Challenge — Reproduce the material below word for word, keeping every line in its original order.

Records for the task —
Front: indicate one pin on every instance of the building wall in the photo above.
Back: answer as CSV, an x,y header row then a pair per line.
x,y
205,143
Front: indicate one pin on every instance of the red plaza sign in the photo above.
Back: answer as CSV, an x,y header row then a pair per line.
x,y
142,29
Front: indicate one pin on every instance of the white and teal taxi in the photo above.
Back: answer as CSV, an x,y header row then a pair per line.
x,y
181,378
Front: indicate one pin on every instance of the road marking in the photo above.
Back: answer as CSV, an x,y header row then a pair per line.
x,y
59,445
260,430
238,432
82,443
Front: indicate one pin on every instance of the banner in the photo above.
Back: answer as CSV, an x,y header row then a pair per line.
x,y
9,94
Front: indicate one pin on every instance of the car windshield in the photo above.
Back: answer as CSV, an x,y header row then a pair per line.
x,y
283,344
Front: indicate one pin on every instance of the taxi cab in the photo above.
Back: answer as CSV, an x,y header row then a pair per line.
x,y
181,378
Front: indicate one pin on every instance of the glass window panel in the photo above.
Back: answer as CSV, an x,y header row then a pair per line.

Output —
Front: indicate one pin on every instance of the building wall in the photo above.
Back: answer as CSV, an x,y header row then a pair per line.
x,y
205,143
Front: indicate one pin on every instance of the red plaza sign in the photo above.
Back: answer as CSV, an x,y header row then a pair per line.
x,y
142,29
Front: indicate one pin on every instance of the white and teal taxi in the photo above.
Back: answer as CSV, an x,y header row then a pair per line.
x,y
181,378
Front: indicate one pin on every instance of the road marking in the photo above.
Back: answer as CSV, an x,y header row then a pair per line.
x,y
59,445
260,430
238,432
82,443
Front: indicate one pin on every instance of the banner in the photo above.
Back: answer as CSV, an x,y header row then a pair per line.
x,y
9,94
Front: indicate one pin on every instance of the car windshield in the photo above.
Back: answer as CSV, an x,y header row then a pair per line.
x,y
283,344
Front: indicate one pin on every instance of the taxi cab in the photo above.
Back: answer as CSV, an x,y header row then a pair per line.
x,y
181,378
Front: indicate one pin on every instance of the glass window panel in the photo above.
Back: answer as CSV, an x,y header row then a pair per line.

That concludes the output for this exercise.